- _What this exercise asks_
- A) Translate this sentence from the Django admin import instructions into Spanish: "If the cache is stale, the new version will be downloaded before the import."
- B) Write out the Django admin import instructions from "Import can be" down to "the file's data.", keeping every word and mark unchanged.

— start Extracted text —

Import can be triggered via de Django admin interface. With one or more config selected, choose the "import" action from
the dropdown above the table and click on "Go". The tasks are executed asynchronously and the "latest task" field will
show the status of the last import run. Clicking on it will provide more details
such as import logs. On failure, the errors
JSON field is populated with the relevant details - e.g. the unknown
dimension codes encountered in the file's data.
Using the "Delete existing facts and trigger import" option instead will first delete any facts that are linked to the import config and as well as force redownloading the dataset from ESTAT instead of using a locally cached version, if that was available in the first place.
The cached dataset is automatically checked if stale or not before use in an import by validating the local data with the metadata API from ESTAT. If the cache is stale, the new version will be downloaded before the import.
Details for all historical runs can be found in the "Import config results" section of the admin.

— end Extracted text —
— start Dataset extract —

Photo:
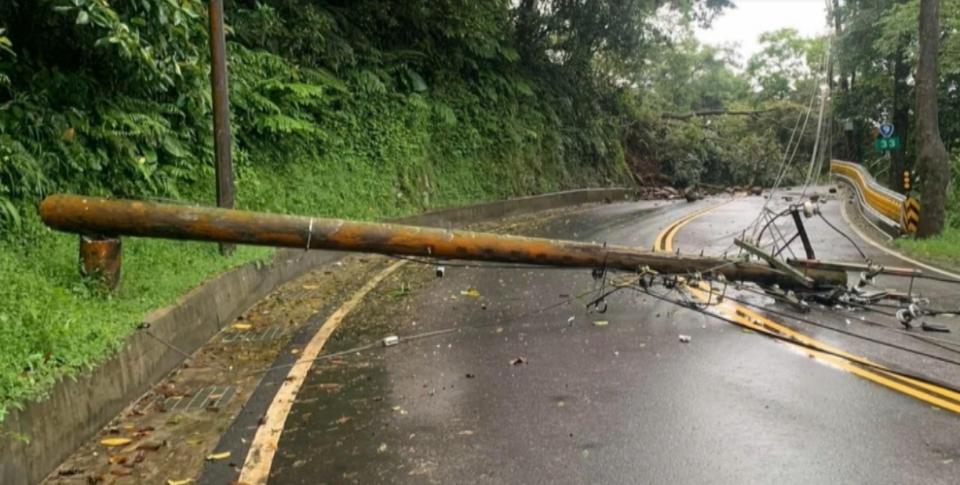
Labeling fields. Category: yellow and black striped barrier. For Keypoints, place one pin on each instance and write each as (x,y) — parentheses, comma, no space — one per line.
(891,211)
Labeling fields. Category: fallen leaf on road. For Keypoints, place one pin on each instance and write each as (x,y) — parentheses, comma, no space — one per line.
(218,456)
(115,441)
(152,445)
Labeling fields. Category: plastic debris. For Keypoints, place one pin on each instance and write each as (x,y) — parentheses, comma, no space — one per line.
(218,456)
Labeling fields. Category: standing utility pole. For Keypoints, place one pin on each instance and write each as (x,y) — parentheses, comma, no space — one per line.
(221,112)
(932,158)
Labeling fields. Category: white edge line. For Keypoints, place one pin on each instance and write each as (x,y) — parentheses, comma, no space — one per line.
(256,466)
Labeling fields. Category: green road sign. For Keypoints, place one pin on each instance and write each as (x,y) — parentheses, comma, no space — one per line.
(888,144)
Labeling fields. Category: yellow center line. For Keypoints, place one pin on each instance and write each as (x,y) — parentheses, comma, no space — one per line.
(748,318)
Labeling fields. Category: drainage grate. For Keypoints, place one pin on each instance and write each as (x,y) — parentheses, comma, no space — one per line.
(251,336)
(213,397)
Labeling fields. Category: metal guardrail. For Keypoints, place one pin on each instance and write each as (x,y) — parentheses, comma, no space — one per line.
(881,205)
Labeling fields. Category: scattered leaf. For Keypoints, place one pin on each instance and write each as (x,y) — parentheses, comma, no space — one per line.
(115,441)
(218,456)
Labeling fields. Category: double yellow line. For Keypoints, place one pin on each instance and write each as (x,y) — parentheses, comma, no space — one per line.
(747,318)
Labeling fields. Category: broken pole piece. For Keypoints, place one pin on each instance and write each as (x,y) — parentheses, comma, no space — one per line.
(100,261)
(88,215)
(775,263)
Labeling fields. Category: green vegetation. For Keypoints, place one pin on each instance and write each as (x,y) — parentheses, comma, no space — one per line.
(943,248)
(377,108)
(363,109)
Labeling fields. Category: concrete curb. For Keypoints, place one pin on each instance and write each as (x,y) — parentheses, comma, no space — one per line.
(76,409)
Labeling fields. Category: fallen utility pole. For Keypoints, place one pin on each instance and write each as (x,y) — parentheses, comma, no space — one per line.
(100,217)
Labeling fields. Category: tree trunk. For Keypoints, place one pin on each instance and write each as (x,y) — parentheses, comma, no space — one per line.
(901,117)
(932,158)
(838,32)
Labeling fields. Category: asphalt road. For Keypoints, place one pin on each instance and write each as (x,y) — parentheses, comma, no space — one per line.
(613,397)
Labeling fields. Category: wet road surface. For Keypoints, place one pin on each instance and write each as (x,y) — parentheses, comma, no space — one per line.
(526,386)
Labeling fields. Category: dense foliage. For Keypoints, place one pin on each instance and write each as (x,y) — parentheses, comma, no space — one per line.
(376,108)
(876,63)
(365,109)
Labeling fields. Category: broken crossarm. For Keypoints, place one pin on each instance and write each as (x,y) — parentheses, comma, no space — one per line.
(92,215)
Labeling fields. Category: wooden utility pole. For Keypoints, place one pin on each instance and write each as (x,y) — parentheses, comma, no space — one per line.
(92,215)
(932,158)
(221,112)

— end Dataset extract —
— start Dataset extract —

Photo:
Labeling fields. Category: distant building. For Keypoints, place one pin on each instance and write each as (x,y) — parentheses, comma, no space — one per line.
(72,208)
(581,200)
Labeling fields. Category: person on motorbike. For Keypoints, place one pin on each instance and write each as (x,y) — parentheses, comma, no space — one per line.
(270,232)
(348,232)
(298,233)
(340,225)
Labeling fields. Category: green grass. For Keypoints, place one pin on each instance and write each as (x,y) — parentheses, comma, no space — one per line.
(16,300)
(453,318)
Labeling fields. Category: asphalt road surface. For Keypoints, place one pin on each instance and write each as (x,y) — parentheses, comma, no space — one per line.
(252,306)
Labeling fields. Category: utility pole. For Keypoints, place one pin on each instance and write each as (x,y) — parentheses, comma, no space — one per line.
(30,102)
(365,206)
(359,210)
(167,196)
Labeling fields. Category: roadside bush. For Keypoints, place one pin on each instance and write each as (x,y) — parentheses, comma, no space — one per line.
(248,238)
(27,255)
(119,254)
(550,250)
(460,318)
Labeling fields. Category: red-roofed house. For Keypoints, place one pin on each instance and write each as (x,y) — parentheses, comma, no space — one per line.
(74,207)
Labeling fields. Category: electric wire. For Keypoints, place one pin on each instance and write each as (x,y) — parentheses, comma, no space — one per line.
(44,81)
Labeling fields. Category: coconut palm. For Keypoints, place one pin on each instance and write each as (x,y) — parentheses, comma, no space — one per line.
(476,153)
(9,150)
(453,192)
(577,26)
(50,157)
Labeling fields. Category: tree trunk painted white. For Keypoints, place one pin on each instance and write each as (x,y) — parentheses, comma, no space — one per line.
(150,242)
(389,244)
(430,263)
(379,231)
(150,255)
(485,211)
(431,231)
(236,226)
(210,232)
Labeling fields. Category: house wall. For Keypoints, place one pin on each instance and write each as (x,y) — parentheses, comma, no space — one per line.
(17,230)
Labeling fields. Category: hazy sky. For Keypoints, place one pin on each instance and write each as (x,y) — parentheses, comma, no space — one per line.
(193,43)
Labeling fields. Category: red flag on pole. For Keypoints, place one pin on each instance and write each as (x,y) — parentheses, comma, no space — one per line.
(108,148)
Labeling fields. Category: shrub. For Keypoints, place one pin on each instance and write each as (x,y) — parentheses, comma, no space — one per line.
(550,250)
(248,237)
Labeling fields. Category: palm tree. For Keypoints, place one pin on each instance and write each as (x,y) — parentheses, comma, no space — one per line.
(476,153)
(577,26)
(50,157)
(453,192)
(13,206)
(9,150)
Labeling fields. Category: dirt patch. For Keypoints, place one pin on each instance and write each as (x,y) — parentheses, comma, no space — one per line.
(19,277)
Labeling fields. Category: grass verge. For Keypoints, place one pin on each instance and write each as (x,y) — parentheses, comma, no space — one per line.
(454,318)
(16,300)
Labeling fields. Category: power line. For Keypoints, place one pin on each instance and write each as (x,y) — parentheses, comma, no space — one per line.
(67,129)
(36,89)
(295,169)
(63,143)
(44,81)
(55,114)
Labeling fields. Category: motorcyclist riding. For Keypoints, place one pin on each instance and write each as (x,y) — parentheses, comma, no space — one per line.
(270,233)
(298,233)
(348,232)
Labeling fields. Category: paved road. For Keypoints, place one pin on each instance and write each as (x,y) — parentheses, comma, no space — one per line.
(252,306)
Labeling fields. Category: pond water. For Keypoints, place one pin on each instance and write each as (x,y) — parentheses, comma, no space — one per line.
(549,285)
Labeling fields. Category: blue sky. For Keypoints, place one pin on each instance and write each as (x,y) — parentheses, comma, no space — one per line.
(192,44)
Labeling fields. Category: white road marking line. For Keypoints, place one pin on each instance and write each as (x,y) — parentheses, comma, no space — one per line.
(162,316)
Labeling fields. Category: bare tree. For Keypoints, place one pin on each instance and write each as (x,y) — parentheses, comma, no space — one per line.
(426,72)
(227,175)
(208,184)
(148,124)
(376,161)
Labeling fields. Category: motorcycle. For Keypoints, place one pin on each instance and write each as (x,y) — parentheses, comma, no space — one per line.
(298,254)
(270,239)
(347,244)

— end Dataset extract —
— start Dataset extract —

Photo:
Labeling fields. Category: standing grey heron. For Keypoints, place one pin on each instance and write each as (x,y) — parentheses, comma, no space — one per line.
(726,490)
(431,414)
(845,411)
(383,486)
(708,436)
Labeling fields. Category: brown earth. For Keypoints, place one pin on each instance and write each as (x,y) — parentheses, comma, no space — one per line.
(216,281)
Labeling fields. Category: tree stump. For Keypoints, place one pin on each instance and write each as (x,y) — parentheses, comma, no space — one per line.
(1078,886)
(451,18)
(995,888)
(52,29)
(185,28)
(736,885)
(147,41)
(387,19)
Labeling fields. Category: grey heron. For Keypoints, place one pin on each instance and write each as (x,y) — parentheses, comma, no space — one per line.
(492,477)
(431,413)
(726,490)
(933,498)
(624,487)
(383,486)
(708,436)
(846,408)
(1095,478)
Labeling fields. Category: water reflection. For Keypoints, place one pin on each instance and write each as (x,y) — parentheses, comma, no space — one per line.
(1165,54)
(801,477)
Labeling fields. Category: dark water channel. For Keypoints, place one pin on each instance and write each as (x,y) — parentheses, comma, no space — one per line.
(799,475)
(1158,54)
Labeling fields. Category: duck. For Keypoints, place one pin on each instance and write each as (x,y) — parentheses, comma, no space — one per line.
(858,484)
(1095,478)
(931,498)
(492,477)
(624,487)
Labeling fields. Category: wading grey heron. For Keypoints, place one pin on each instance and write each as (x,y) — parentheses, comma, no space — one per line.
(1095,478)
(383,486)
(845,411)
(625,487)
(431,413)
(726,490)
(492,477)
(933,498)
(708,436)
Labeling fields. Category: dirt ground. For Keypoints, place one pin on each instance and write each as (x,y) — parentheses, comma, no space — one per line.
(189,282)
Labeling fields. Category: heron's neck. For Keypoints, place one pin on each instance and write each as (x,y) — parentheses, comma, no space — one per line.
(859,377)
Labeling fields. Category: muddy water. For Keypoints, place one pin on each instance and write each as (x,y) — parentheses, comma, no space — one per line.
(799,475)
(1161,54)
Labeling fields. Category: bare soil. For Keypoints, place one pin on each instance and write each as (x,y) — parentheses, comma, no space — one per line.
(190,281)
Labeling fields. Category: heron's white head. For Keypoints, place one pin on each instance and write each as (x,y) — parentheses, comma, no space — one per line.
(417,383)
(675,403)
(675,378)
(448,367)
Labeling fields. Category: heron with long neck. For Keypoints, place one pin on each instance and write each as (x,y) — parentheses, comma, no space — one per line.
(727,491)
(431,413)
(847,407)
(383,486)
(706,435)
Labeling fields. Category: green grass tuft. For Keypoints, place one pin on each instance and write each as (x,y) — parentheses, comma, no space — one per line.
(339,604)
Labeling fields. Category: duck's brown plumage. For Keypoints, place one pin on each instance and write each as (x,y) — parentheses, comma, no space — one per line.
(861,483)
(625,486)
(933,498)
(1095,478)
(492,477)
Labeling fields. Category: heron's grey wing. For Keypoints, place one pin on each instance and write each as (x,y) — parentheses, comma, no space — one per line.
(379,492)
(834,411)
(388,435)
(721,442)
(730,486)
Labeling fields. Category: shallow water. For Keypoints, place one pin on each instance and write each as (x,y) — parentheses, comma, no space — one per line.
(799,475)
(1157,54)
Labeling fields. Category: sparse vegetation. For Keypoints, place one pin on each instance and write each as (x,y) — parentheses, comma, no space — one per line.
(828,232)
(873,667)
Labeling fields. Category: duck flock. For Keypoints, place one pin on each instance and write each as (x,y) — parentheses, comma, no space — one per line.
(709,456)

— end Dataset extract —

- _Worked solutions_
- A) Si la caché está desactualizada, la nueva versión se descargará antes de la importación.

- B)
Import can be triggered via de Django admin interface. With one or more config selected, choose the "import" action from
the dropdown above the table and click on "Go". The tasks are executed asynchronously and the "latest task" field will
show the status of the last import run. Clicking on it will provide more details
such as import logs. On failure, the errors
JSON field is populated with the relevant details - e.g. the unknown
dimension codes encountered in the file's data.